===== Data section

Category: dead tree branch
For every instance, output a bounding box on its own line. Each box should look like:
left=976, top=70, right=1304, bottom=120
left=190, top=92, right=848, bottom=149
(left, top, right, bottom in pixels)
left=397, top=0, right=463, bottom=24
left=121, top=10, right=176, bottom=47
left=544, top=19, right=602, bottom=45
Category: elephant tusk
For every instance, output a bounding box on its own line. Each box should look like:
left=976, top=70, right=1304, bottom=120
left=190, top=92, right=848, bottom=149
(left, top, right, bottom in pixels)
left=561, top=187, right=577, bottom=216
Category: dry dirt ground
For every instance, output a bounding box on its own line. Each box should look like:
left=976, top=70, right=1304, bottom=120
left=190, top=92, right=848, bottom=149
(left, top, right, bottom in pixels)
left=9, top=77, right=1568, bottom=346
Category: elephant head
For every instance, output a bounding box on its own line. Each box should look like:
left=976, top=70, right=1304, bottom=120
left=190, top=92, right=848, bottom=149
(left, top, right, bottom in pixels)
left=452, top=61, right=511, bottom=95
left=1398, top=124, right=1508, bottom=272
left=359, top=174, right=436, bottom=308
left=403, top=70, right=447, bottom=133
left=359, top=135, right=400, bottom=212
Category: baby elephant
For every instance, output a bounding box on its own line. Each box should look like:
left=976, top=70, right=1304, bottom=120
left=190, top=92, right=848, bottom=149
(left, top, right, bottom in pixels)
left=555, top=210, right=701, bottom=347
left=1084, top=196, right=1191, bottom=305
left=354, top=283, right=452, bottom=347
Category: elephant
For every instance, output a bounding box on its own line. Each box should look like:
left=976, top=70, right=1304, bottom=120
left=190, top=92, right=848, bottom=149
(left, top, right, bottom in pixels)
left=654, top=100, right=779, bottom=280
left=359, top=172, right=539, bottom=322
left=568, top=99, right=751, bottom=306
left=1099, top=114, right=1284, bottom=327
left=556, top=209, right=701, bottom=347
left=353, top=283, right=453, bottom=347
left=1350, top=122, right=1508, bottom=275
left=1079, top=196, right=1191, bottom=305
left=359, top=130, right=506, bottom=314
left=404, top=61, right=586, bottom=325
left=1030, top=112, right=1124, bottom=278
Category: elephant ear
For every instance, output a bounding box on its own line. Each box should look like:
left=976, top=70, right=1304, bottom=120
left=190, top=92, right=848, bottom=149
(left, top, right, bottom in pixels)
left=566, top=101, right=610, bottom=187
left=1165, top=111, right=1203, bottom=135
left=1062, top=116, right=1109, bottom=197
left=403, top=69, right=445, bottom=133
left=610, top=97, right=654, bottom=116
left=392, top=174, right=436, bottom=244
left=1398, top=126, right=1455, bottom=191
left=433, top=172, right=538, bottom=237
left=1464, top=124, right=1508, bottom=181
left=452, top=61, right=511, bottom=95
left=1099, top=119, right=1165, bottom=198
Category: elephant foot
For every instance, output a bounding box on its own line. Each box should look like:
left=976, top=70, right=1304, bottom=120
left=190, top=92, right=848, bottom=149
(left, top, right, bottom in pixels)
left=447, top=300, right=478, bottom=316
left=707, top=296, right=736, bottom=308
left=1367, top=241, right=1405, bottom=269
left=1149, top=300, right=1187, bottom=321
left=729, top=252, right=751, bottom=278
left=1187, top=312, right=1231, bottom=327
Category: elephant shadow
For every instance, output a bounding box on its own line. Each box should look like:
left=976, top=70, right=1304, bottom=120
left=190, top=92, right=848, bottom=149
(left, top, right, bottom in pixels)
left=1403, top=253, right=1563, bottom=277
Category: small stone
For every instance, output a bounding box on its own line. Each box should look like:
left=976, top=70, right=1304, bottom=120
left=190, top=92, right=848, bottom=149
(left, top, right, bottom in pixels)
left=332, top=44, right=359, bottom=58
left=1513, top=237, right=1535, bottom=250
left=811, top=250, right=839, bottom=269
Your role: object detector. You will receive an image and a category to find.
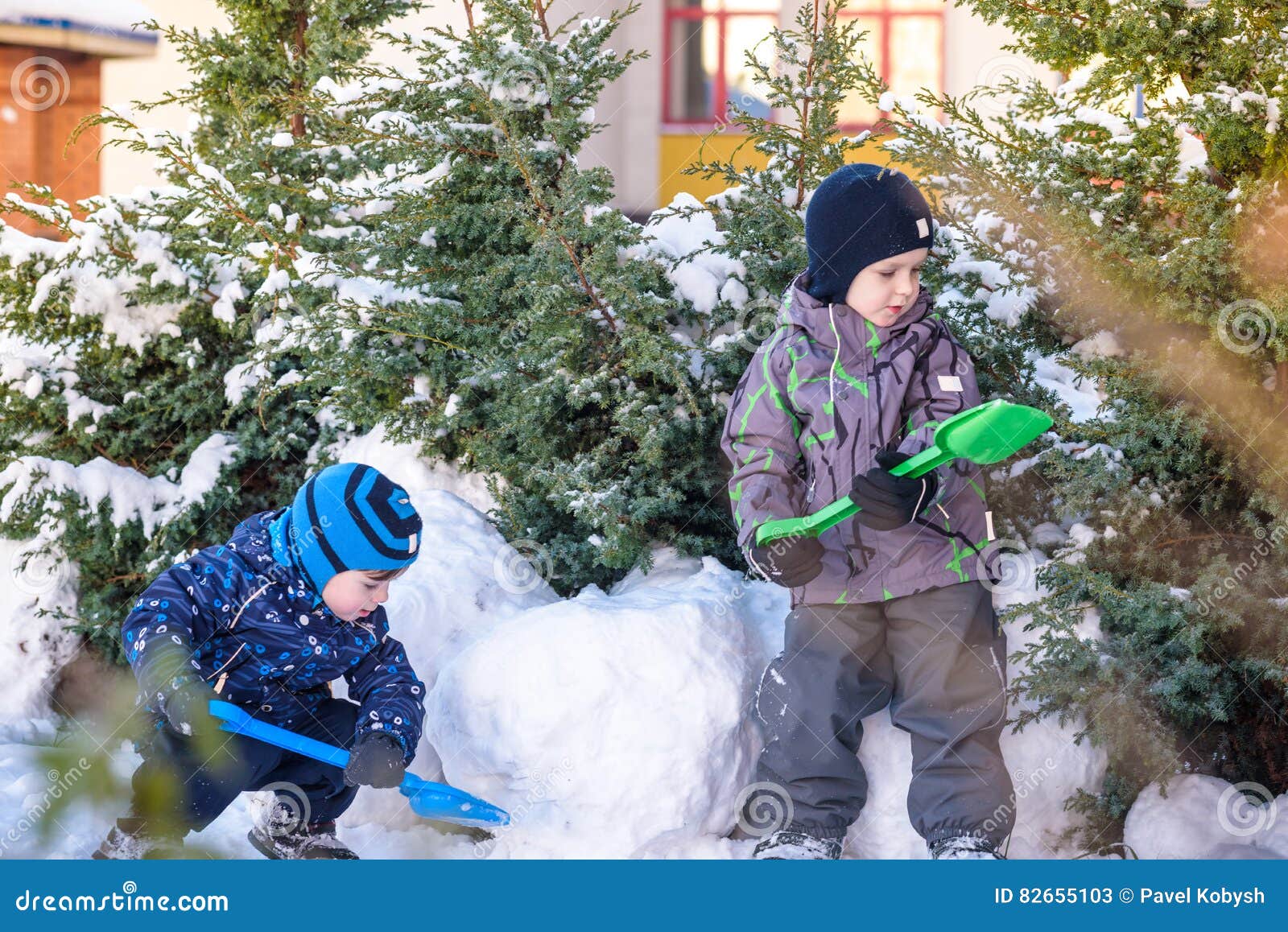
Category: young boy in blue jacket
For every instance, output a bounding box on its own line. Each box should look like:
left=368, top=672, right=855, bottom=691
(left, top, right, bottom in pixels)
left=94, top=464, right=425, bottom=859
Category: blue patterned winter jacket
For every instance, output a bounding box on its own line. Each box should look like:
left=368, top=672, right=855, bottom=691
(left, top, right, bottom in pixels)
left=121, top=511, right=425, bottom=763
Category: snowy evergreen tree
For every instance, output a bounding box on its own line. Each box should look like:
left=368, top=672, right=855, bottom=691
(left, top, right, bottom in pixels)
left=869, top=0, right=1288, bottom=850
left=288, top=0, right=733, bottom=591
left=0, top=0, right=412, bottom=650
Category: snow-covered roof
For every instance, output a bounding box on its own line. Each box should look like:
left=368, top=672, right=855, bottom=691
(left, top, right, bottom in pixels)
left=0, top=0, right=157, bottom=56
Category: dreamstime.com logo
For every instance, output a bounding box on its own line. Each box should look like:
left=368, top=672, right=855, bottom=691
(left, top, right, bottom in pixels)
left=13, top=880, right=228, bottom=913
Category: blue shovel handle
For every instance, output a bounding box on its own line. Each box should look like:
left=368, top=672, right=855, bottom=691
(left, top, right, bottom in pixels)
left=210, top=699, right=510, bottom=827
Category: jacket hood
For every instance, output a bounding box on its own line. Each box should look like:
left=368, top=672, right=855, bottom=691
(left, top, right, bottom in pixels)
left=783, top=271, right=934, bottom=348
left=228, top=509, right=281, bottom=567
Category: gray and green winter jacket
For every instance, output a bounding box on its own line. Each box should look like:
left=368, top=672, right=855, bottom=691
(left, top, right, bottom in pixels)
left=721, top=269, right=990, bottom=606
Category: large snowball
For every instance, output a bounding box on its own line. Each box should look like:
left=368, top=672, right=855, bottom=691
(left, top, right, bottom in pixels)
left=427, top=558, right=784, bottom=857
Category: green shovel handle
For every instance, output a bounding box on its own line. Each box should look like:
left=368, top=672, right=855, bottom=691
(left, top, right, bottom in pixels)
left=755, top=399, right=1051, bottom=546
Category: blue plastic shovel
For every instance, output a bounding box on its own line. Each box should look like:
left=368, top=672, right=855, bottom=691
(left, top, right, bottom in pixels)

==========

Task details: Repeat the lines starting at the one containing "Category: snowy evergreen tree" and ending at the one containing "left=0, top=0, right=412, bottom=650", swapping "instance" for "occurrence" and changing nothing else.

Task solution:
Category: snowy evergreen tree
For every occurrence, output a bounding box on its own line. Each box should look like:
left=368, top=672, right=855, bottom=691
(left, top, right, bottom in pixels)
left=869, top=0, right=1288, bottom=850
left=288, top=0, right=733, bottom=591
left=0, top=0, right=412, bottom=650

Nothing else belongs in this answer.